WORK TASK: Lines holding the string "instances" are the ones to copy; find them all in the data.

##### ENTRIES SHOWN

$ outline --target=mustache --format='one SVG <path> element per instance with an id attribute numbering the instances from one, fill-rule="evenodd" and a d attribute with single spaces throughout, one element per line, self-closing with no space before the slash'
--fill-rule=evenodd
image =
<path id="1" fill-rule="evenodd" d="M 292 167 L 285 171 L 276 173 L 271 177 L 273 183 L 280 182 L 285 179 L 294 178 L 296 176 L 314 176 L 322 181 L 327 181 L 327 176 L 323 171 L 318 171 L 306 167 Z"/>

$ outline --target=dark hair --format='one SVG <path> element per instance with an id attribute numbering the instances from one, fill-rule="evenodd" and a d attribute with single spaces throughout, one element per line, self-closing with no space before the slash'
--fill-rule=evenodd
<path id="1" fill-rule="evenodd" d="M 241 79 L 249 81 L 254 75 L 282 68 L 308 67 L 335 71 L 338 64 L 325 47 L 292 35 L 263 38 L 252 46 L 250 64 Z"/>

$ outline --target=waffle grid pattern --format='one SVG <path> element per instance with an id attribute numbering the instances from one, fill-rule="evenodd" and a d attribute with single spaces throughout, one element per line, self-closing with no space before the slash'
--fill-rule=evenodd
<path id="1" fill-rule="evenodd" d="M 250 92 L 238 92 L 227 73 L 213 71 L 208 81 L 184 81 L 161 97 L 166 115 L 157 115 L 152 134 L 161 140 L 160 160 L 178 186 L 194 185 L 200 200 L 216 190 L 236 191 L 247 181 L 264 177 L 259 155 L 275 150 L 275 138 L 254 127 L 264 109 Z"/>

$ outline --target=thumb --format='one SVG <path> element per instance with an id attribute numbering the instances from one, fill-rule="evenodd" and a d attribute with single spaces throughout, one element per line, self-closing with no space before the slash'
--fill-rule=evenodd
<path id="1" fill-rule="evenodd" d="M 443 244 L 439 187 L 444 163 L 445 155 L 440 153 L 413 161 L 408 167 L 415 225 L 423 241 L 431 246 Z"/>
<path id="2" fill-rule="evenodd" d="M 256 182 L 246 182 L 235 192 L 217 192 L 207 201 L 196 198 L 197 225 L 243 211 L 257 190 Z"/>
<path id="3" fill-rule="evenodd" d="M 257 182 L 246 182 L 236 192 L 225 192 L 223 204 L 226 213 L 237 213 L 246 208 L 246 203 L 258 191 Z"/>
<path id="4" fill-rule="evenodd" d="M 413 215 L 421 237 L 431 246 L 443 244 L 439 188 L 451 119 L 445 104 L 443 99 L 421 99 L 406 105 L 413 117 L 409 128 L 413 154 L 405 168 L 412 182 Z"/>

##########

YOUR SOLUTION:
$ outline --target=mustache --format='one SVG <path> element per instance with an id attribute numbering the instances from one, fill-rule="evenodd" and a d attribute with single spaces throughout, one element per line, self-closing with no space before the slash'
$ outline --target=dark hair --format='one SVG <path> element per instance with an id attribute numbering the instances from one, fill-rule="evenodd" and a d attribute with single spaces throughout, one element per line, self-closing with no space before the slash'
$ outline --target=waffle grid pattern --format='one SVG <path> element per instance with an id attribute numbering the instances from one, fill-rule="evenodd" and a d attribute with single spaces throughout, one element per line, self-closing with no space before the slash'
$ outline --target=thumb --format='one SVG <path> element per instance with an id attribute numbering the instances from one, fill-rule="evenodd" and a d attribute with single spaces throughout, one element per line, self-closing with no space before the slash'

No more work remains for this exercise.